◆ What the task asks: Each of the entries should be output exactly, with nothing left out.

(Items from a data source)
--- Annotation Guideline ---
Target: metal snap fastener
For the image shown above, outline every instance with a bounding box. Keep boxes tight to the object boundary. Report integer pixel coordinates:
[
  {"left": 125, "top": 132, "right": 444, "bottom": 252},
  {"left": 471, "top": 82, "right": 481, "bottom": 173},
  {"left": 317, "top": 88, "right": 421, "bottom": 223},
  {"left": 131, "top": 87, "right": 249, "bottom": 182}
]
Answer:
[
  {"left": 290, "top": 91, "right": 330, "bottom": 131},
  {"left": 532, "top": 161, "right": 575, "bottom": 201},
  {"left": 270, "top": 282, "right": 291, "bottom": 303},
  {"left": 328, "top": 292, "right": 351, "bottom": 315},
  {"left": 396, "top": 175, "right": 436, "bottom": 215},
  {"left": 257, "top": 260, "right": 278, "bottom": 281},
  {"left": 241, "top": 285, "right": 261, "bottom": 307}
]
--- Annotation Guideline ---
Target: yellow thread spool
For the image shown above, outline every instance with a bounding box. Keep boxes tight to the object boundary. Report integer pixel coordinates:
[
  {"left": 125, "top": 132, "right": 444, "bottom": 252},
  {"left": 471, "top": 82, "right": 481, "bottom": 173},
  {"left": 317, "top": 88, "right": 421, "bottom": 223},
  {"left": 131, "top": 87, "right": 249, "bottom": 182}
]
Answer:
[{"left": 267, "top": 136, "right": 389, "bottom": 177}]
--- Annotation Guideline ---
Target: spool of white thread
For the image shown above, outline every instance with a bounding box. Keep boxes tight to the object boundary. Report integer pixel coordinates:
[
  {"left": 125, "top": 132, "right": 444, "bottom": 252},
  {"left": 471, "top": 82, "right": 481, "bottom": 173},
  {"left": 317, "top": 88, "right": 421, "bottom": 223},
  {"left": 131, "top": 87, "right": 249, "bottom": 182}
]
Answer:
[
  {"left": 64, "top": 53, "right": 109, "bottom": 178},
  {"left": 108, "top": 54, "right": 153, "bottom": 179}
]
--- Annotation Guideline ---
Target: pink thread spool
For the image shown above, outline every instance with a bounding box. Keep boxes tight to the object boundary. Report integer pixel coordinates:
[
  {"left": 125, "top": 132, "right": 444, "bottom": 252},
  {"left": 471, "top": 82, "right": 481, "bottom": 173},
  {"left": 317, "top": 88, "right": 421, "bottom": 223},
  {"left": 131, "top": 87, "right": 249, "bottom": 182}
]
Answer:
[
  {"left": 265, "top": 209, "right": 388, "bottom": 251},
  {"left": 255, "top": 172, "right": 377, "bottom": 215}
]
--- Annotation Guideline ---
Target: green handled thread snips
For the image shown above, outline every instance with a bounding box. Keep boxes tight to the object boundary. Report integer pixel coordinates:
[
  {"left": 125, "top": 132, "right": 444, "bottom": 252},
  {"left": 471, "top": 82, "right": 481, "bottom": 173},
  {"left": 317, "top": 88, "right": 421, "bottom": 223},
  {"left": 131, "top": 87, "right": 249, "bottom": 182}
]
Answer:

◆ Exercise output:
--- Annotation Guideline ---
Target: metal snap fastener
For the image shown above, outline every instance with a bounding box. Keep boxes tight to the object boundary. Report integer pixel coordinates:
[
  {"left": 125, "top": 132, "right": 444, "bottom": 252},
  {"left": 471, "top": 82, "right": 481, "bottom": 173},
  {"left": 317, "top": 88, "right": 421, "bottom": 223},
  {"left": 131, "top": 87, "right": 249, "bottom": 182}
]
Answer:
[
  {"left": 290, "top": 91, "right": 330, "bottom": 131},
  {"left": 532, "top": 161, "right": 575, "bottom": 201},
  {"left": 270, "top": 282, "right": 291, "bottom": 303},
  {"left": 328, "top": 292, "right": 351, "bottom": 315},
  {"left": 396, "top": 175, "right": 436, "bottom": 215},
  {"left": 257, "top": 260, "right": 278, "bottom": 281},
  {"left": 241, "top": 285, "right": 261, "bottom": 307}
]
--- Annotation Guideline ---
Target: yellow thread spool
For the image shown above, outline every instance with a bounding box. Keep boxes tight to the object boundary. Report integer pixel coordinates:
[
  {"left": 125, "top": 132, "right": 444, "bottom": 252},
  {"left": 471, "top": 82, "right": 481, "bottom": 173},
  {"left": 317, "top": 88, "right": 421, "bottom": 223},
  {"left": 131, "top": 87, "right": 249, "bottom": 182}
]
Answer:
[{"left": 267, "top": 136, "right": 389, "bottom": 177}]
--- Annotation Guideline ---
Target: spool of white thread
For the image shown above, outline every instance with a bounding box. Keep boxes tight to the object boundary. Report integer pixel coordinates:
[
  {"left": 125, "top": 132, "right": 444, "bottom": 252},
  {"left": 471, "top": 82, "right": 481, "bottom": 173},
  {"left": 317, "top": 88, "right": 421, "bottom": 223},
  {"left": 131, "top": 87, "right": 249, "bottom": 182}
]
Answer:
[
  {"left": 64, "top": 53, "right": 109, "bottom": 178},
  {"left": 108, "top": 54, "right": 153, "bottom": 179}
]
--- Annotation Guideline ---
Target: pink thread spool
For the image shown above, outline every instance with a bounding box. Keep boxes tight to the object boundary. Report integer pixel coordinates:
[
  {"left": 125, "top": 132, "right": 444, "bottom": 252},
  {"left": 471, "top": 82, "right": 481, "bottom": 173},
  {"left": 317, "top": 88, "right": 421, "bottom": 223},
  {"left": 131, "top": 87, "right": 249, "bottom": 182}
]
Answer:
[
  {"left": 265, "top": 209, "right": 388, "bottom": 251},
  {"left": 255, "top": 172, "right": 377, "bottom": 215}
]
--- Annotation Guideline ---
Target: green handled thread snips
For the image shown above, outline every instance with a bounding box. Keep boxes tight to the object boundary. Report integer pixel coordinates:
[
  {"left": 125, "top": 132, "right": 444, "bottom": 252},
  {"left": 471, "top": 82, "right": 481, "bottom": 173},
  {"left": 317, "top": 88, "right": 421, "bottom": 223},
  {"left": 131, "top": 87, "right": 249, "bottom": 182}
]
Answer:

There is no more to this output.